*Document passage*.
Introduction
Typically, embedded systems use a non-volatile storage device to store the software. Nevertheless, modifiable data or applications must reside in dynamic memory to benefit from their read/write capability as well as the increased execution speed they provide.
The transfer of any code or data between the two types of memory is achieved by a small piece of code, the loader.
The ZynQ loader functionality is split into two different small programs: The BootROM code and the First Stage bootloader. The former, part of the system that executes at start up, runs first to transfer the First Stage Bootloader from non-volatile storage to dynamic On Chip Memory (OCM). The latter then executes from OCM and copies the application from non-volatile memory to external dynamic memory, DDR memory, where the application then executes.
The mission, if you to choose to accept it…
Some time ago, I was asked to look into the feasibility of a DDR less ZynQ embedded system in a view to execute applications from the 256Kbyte OCM.
This DDR less configuration implies allocating two regions of OCM memory, one to host the First Stage Bootlader and the other for the application. The FSBL cannot obviously copy the application where it executes from, it would overwrite itself.
Therefore, the FSBL currently takes space from the original 256Kbyte OCM and the idea of having the FSBL executing from the ROM or Flash, known as executing in place, instead of being loaded in OCM, becomes an attractive alternative that leaves the OCM (most of anyway) free for the application.
Scope
Typically, due to the space limitation, the application executing from OCM is a bare metal executable as an RTOS and the application code together would just not fit.
Therefore, this application note examines how to enable ZynQ eXecute In Place (XIP) feature for a bootloader compiled and linked together with a bare metal application in a flash image, stored in QSPI, booting in non-secure mode. The bootloader then transfers control to the bare metal application loaded in OCM.
The methods used can also be applied to NOR Flash and in secure mode.
This document does not fully cover each tool, such as the PS configuration Wizard, the compiler, the linker, the flash image generator, etc… or each file like the FSBL, the linker command file, the flash image, etc…, instead it provides a practical approach on developing for XIP, on the components involved, and how they relate to one another.
From Hardware configuration to Flash image.
This chapter starts with a succinct description of what is currently supported by the tools and follows on with how to enable XIP before there is full support in later versions of the tools.
Currently it takes just a few minutes for a developer to build and run a bare metal executable image on ZynQ.
Support for such is provided by the tools and descriptions are available in the User Guides “Zynq-7000 programmable SoC Software developers Guide” UG821 and “Zynq-7000 programmable SoC Software developers Guide” UG585 .
The Hardware tools (ZynQ configuration Wizard) generate files that describe the ZynQ Processing System (PS) configuration.
Then, these files form the SDK software tools sources used to generate BSP, FSBL source files, Flash image etc…representing the custom embedded system.
Nevertheless, the configuration Wizard does not allow as yet declaring a ZynQ PS without DDR memory attached, therefore the software tools generate a BSP and FSBL with DDR memory support.

*Excerpted data*.
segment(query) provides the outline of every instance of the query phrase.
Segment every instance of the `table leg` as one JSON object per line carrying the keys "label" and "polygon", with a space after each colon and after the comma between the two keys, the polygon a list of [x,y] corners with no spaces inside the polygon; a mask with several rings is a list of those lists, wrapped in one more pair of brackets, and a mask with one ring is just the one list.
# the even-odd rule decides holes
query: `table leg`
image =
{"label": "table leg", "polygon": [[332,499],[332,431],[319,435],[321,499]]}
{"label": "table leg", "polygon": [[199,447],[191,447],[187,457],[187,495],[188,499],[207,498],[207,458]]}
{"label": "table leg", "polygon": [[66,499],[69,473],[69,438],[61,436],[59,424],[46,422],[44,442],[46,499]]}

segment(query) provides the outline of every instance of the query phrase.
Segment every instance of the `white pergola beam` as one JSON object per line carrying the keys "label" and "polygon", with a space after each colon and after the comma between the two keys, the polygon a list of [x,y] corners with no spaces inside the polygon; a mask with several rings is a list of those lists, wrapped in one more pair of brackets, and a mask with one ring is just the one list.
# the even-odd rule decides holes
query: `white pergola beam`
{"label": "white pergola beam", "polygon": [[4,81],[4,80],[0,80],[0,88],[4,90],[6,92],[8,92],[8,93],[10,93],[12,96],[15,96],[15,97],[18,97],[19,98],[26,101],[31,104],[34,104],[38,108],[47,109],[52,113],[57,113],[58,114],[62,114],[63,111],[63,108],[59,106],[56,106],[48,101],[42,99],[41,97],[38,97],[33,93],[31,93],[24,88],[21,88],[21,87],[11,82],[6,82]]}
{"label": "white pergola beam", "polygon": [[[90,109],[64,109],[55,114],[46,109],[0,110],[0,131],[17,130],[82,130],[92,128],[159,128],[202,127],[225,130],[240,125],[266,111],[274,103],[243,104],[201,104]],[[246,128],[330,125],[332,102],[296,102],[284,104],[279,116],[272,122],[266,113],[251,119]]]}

...

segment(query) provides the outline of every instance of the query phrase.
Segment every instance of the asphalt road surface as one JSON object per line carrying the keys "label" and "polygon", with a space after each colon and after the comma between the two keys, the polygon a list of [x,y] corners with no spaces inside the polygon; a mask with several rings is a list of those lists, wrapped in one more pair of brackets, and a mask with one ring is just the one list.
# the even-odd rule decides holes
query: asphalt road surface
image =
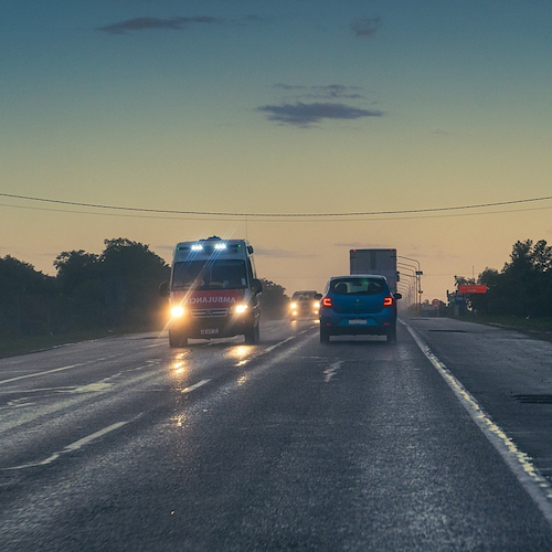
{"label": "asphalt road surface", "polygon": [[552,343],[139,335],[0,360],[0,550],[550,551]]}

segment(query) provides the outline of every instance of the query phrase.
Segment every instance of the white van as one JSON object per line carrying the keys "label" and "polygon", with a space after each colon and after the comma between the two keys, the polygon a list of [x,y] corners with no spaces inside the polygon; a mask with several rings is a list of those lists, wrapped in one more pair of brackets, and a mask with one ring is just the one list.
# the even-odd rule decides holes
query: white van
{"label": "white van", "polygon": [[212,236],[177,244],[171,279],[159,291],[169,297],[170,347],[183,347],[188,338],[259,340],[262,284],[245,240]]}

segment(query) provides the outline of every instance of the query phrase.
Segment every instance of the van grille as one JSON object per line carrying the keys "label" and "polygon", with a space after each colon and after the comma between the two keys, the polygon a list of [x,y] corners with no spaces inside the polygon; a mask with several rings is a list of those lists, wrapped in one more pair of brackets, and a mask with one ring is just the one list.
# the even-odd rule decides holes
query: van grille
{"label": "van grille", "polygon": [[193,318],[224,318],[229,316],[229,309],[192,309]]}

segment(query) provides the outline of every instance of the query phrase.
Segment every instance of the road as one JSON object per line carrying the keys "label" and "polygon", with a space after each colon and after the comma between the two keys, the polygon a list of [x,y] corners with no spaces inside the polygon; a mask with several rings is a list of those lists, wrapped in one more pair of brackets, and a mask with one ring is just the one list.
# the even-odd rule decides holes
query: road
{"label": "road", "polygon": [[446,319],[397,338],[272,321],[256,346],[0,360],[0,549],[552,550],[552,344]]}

*Exercise tasks*.
1. Can you summarize the ZynQ bootloader text in two sentences?
2. In the ZynQ bootloader text, why does a DDR-less configuration need two separate regions of OCM memory?
3. Pick up the ZynQ bootloader text after its last sentence and carry it on.
The material has no connection to the ZynQ bootloader text.

*Task-by-task answers*.
1. On ZynQ, the BootROM code copies the First Stage Bootloader from non-volatile storage into On Chip Memory, and the bootloader then copies the application into DDR memory, where it runs. For a system without DDR, running the bootloader in place from flash leaves most of the 256Kbyte OCM free for a bare metal application, but the configuration Wizard cannot yet declare a ZynQ PS without DDR, so the software tools still generate a BSP and FSBL with DDR support.

2. One region hosts the First Stage Bootloader and the other holds the application. The FSBL cannot copy the application to the same place it executes from, because it would overwrite itself.

3.
The standard flow to create a flash image is summarised by the following chart:
Xilinx tools SDK, facilitate bootloader development by providing the First Stage BootLoader (FSBL) targeted to the embedded system created by the Hardware tools.
The flash image, generated by the flash image generator bootgen, executable from the SDK tools, starts with a header (the bootheader) containing information on the FSBL location within that image (the Load address) and where it should be executed from (The Execution address).
The flash image is in the MCS file format, ready to be programmed to flash using Xilinx Flash programmer, another tool accessible from SDK.
The MCS file Endianness uses little Endian byte ordering, i.e the least significant byte of a 4-byte word goes into memory first. First, here, means the lower memory address. This complies with ARM Endianness.
Booting ZynQ
The BootROM code searches the synchronisation word within the header which validates the BootHeader, then goes on determining if the FSBL needs to be loaded into OCM or Executed in place as per the following diagram:
As long as the BootROM code is concerned, the flash image requirements to enable XIP can be determined from UG585, table 6-3 which describes the BootHeader fields.
Here is an example of MCS file out of Bootgen, colour matched with the Bootheader fields from table 6-3 of the TRM:
The fields of interest to enable XIP are the “Length of Image” and the “Total Image Length” respectively word offset 0x34 and 0x40 in the MCS file.
If these fields are marked with value 0x0 in the BootHeader, the BootROM code then jumps to the FSBL start, further down the image, at an address location given as an offset by the field “Source Offset”, word 0x30 in the BootHeader.
In this example, the Length of Image value is 0x0001358C, the Total Image Length equals 0x0001358C and the offset of the FSBL from the top of the image, Source Offset, is 0x00000A80.
One note concerning word offset 0x38 marked as “reserved”. The documentation stipulates that it needs to be initialised to 0x0 as a general rule, but it should be emphasised that this is particularly important to enable XIP, otherwise XIP will not work. The current MCS example shows that the “reserved” word is not 0x0 but 0x01000000.
While creating a ZynQ boot image with the Bootgen utility from SDK, various attributes can be used to modify the flash image.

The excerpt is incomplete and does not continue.